** Problem statement **
Copy every line of the entries below without changing anything.

[[ Given entries open ]]

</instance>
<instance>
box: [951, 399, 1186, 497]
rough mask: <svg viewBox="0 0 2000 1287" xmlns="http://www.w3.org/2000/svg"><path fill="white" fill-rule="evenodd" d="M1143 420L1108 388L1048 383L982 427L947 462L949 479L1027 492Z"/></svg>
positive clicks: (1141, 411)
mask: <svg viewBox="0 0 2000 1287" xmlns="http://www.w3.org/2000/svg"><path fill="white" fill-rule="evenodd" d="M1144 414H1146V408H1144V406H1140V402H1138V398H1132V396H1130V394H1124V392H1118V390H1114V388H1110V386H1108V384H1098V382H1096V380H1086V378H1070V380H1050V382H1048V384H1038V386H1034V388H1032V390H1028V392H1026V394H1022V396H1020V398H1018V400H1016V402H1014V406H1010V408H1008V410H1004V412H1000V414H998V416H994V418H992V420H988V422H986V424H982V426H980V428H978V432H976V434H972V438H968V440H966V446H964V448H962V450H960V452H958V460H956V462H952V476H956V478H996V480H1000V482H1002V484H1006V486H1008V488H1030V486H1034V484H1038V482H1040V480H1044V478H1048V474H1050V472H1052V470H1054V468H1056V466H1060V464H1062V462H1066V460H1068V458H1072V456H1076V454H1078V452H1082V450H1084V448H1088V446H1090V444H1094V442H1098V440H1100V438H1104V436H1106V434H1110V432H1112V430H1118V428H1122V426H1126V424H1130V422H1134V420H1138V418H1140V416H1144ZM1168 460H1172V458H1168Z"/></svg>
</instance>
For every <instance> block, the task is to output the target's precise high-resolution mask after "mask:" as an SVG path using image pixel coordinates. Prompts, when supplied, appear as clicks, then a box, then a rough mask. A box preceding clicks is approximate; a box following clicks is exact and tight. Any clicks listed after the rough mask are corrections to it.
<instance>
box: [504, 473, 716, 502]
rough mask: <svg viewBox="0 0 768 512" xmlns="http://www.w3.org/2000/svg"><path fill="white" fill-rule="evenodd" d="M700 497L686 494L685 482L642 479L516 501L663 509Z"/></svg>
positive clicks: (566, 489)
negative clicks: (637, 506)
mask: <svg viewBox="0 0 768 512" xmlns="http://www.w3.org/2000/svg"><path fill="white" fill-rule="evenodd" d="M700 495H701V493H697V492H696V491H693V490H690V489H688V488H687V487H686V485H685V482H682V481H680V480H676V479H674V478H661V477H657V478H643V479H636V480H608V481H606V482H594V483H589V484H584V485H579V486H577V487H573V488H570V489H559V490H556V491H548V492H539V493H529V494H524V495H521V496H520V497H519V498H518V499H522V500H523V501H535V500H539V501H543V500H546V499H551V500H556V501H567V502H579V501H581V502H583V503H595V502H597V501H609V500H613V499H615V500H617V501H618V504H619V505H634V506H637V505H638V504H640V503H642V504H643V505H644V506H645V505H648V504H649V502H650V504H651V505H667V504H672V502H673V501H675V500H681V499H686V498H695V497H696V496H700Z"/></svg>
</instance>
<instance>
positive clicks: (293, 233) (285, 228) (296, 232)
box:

[[ Given entries closed ]]

** Output for this task **
</instance>
<instance>
box: [951, 399, 1186, 497]
rough mask: <svg viewBox="0 0 2000 1287" xmlns="http://www.w3.org/2000/svg"><path fill="white" fill-rule="evenodd" d="M1143 420L1108 388L1048 383L982 427L947 462L949 479L1027 492Z"/></svg>
positive clicks: (1141, 411)
mask: <svg viewBox="0 0 2000 1287" xmlns="http://www.w3.org/2000/svg"><path fill="white" fill-rule="evenodd" d="M1144 414H1146V408H1144V406H1140V402H1138V398H1132V396H1130V394H1124V392H1118V390H1114V388H1110V386H1108V384H1098V382H1096V380H1086V378H1070V380H1050V382H1048V384H1038V386H1034V388H1032V390H1028V392H1026V394H1022V396H1020V398H1018V400H1016V402H1014V406H1010V408H1008V410H1004V412H1000V414H998V416H994V418H992V420H988V422H986V424H982V426H980V428H978V432H976V434H972V438H968V440H966V446H964V448H962V450H960V452H958V460H956V462H952V476H956V478H996V480H1000V482H1002V484H1006V486H1008V488H1030V486H1034V484H1038V482H1040V480H1044V478H1048V474H1050V472H1052V470H1054V468H1056V466H1060V464H1062V462H1066V460H1068V458H1072V456H1076V454H1078V452H1082V450H1084V448H1088V446H1090V444H1094V442H1098V440H1100V438H1104V436H1106V434H1110V432H1112V430H1118V428H1122V426H1126V424H1130V422H1134V420H1138V418H1140V416H1144ZM1168 460H1172V458H1168Z"/></svg>
</instance>
For every <instance> block, the task is to output the target's precise high-resolution mask after "mask:" as an SVG path using image pixel coordinates. Prompts, when supplied, appear as clicks, then a box, then a rough mask. A box preceding clicks is approximate; a box following clicks is exact and tight. Any clicks listed after the rough mask are corrections to it.
<instance>
box: [504, 473, 716, 502]
rough mask: <svg viewBox="0 0 768 512" xmlns="http://www.w3.org/2000/svg"><path fill="white" fill-rule="evenodd" d="M700 497L686 494L685 482L642 479L516 501L663 509Z"/></svg>
positive clicks: (566, 489)
negative clicks: (637, 506)
mask: <svg viewBox="0 0 768 512" xmlns="http://www.w3.org/2000/svg"><path fill="white" fill-rule="evenodd" d="M700 495H701V493H697V492H696V491H693V490H690V489H688V488H687V487H686V485H685V482H682V481H680V480H676V479H674V478H661V477H657V478H643V479H636V480H608V481H606V482H594V483H589V484H584V485H579V486H577V487H573V488H570V489H559V490H556V491H548V492H539V493H529V494H524V495H521V496H520V497H519V498H518V499H522V500H523V501H535V500H539V501H543V500H546V499H551V500H556V501H567V502H579V501H581V502H583V503H595V502H597V501H609V500H613V499H615V500H617V501H618V504H619V505H634V506H637V505H638V504H640V503H642V504H643V505H644V506H645V505H648V504H649V502H650V504H651V505H667V504H672V502H673V501H675V500H681V499H686V498H695V497H696V496H700Z"/></svg>
</instance>
<instance>
positive clicks: (293, 233) (285, 228) (296, 232)
box:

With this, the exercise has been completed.